● Exercise description: Copy out the entries below, replacing each "marker" with "pin" and keeping everything else the same.

● Material provided:
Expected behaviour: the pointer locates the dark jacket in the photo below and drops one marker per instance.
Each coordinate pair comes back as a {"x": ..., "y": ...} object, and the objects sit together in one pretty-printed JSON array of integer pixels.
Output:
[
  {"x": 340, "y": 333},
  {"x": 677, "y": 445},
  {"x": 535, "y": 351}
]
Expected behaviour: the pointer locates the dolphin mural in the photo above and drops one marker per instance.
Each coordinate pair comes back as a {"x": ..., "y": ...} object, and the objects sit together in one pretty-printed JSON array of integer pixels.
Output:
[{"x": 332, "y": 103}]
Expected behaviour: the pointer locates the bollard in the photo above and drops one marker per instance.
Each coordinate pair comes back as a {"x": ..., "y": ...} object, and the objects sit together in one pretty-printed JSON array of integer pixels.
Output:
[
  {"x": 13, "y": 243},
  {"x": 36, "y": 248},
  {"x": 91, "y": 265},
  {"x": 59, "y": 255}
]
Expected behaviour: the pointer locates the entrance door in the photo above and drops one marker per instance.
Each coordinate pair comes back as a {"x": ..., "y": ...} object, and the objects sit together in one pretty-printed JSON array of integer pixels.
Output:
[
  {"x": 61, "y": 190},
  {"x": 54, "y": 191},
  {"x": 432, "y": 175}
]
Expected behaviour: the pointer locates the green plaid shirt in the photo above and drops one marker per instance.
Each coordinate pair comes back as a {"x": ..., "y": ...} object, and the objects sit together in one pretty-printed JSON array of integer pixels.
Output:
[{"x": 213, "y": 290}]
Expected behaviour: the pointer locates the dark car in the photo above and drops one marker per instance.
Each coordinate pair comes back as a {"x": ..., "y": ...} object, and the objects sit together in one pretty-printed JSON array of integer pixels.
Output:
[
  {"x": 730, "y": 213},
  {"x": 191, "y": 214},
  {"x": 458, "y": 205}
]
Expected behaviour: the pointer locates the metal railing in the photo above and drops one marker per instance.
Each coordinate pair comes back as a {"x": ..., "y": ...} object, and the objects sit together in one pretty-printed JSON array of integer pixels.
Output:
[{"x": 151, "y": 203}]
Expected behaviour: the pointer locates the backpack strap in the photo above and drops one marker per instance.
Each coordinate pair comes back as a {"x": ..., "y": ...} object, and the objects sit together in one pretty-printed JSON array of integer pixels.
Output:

● Exercise output:
Expected behaviour: the pointer locates the dark jacket in the photo below and drops one pin per instance.
Each coordinate pair comes back as a {"x": ..., "y": ...} object, and the objects sit together in one pretty-printed JSON array of integer pixels.
Output:
[
  {"x": 340, "y": 333},
  {"x": 677, "y": 445},
  {"x": 535, "y": 351}
]
Expected behaviour: the pointer locates the dolphin mural in the photo above and drops one pin per instance.
Each coordinate pair comes back as a {"x": ..., "y": ...} object, and the objects sit together in one pretty-printed JSON array of integer pixels.
Output:
[{"x": 332, "y": 103}]
Expected behaviour: the pointer locates the bollard in the photo above and drops one pin per instance.
Each coordinate pair comes back as a {"x": ..., "y": ...} object, and the objects sit together in one pretty-printed JSON array of integer pixels.
Output:
[
  {"x": 13, "y": 243},
  {"x": 36, "y": 248},
  {"x": 91, "y": 265},
  {"x": 59, "y": 255}
]
Expected behaviour: the pointer locates the entrance door in the photo above and drops one pin per instance.
Each coordinate pair comes back as a {"x": ..., "y": ...} object, and the objects sit together in one pretty-printed JSON array of integer pixels.
Output:
[
  {"x": 61, "y": 190},
  {"x": 54, "y": 191},
  {"x": 432, "y": 175}
]
Expected behaviour: the pointer locates the green plaid shirt in the photo above and drops one pin per instance.
Each coordinate pair comes back as a {"x": ..., "y": ...} object, and the objects sit together in one pretty-printed JSON array of integer pixels.
Output:
[{"x": 213, "y": 290}]
Expected behaviour: the pointer locates the dark car in the photo above and drops one pin per instance.
Each coordinate pair comes back as a {"x": ..., "y": ...} object, and the objects sit together in one pretty-printed JSON array of integer pixels.
Output:
[
  {"x": 730, "y": 213},
  {"x": 191, "y": 214},
  {"x": 458, "y": 205}
]
Expected behaviour: the pointer locates the metal railing in the photo above and drops one pin per instance.
Each coordinate pair comes back as a {"x": ..., "y": ...} object, and the objects sit together in one pretty-printed JSON array of integer pixels.
Output:
[{"x": 151, "y": 203}]
Expected behaviour: the pointer locates the backpack strap in the photo above and drops one pin per instance.
Each coordinate pair comes back as a {"x": ..., "y": ...} object, and the objects sit together in one pretty-printed JSON array of integer pixels.
Output:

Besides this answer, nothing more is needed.